Your instructions:
Continue the essay below on how U.S. budget politics favors the elderly and consumption over children and investment, picking up after its final sentence.

Quoted passage:
* BEGIN *
Why is this happening? To put it bluntly, children don’t vote or make campaign contributions, and the elderly do both aggressively. Our political system is hyper-responsive to votes and money, so the natural consequence is that those who organize, vote and send in dollars are looked after. Maybe we need to let toddlers form PACs.
In fact, the contrast between what we spend on the old and the young is part of a broader problem that threatens America’s economic future. Look at the economic debate in Washington: We continue to avoid dealing with the large entitlement programs and the largest domestic giveaways, such as the tax deduction for mortgage interest. No tax increases, such as a value-added tax or a gas tax, are even remotely possible. Instead, legislators make a show of cutting the budget by trumpeting the savings in the much smaller pie of discretionary spending, slashing education, infrastructure, science and other such programs.
The net effect is that the United States will continue to massively subsidize consumption and starve investment. This is exactly the opposite of what history tells us produces long-term economic growth. The American economy is already far too focused on consumption and credit. And not only will this approach have limited benefits to the budget — any fiscal discipline that does not tackle entitlement spending is a charade — but we are cutting in precisely the areas where we should increase spending. From China to South Korea to Germany, countries are making large investments for future growth at the moment we are pruning such expenditures.
Again, the reasons are clear: There is no political will to take on the subsidies and spending that are consumption-related. And yet we need to find budget cuts, so lawmakers look to the easy place to find them: on the investment side of the budget. The result, however, will be disastrous for the country’s long-term health.
* END *
Material shown:
* BEGIN *
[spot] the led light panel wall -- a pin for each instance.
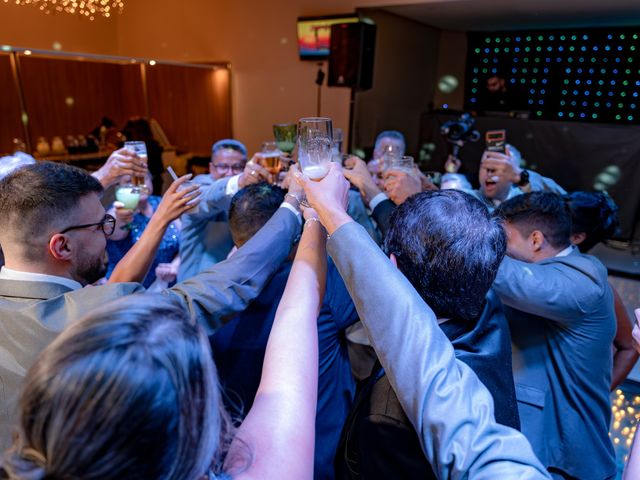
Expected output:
* END *
* BEGIN *
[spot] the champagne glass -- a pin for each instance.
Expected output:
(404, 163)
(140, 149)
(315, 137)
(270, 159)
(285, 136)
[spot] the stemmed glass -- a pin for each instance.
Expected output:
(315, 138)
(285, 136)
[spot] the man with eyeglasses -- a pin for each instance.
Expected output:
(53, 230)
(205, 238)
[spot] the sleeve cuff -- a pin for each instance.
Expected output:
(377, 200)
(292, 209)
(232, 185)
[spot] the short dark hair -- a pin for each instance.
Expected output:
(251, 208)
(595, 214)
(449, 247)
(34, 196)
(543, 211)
* END *
Output below:
President Obama sounded this call for investment in his State of the Union address. His budget tries to preserve and even expand spending in key areas that will contribute to future growth. But he faces a Republican Party that is fixated by a budget-cutting mentality but refuses to propose entitlement cuts and in which a sledgehammer is preferred to a scalpel. And America’s business community is sitting on the sidelines, betting its future on the growth in foreign countries (which themselves are making huge investments for their growth).
America’s growth and prosperity over the past few decades have been consequences of major investments made in the 1950s and 1960s. Some of those are the interstate highway system; a public education system that was the envy of the world; massive funding for science and technology that produced the semi-conductor industry, large-scale computing, the Internet and the global positioning system. When we look back in 20 years, what investments will we point to that created the next generation of growth for the next generation of Americans?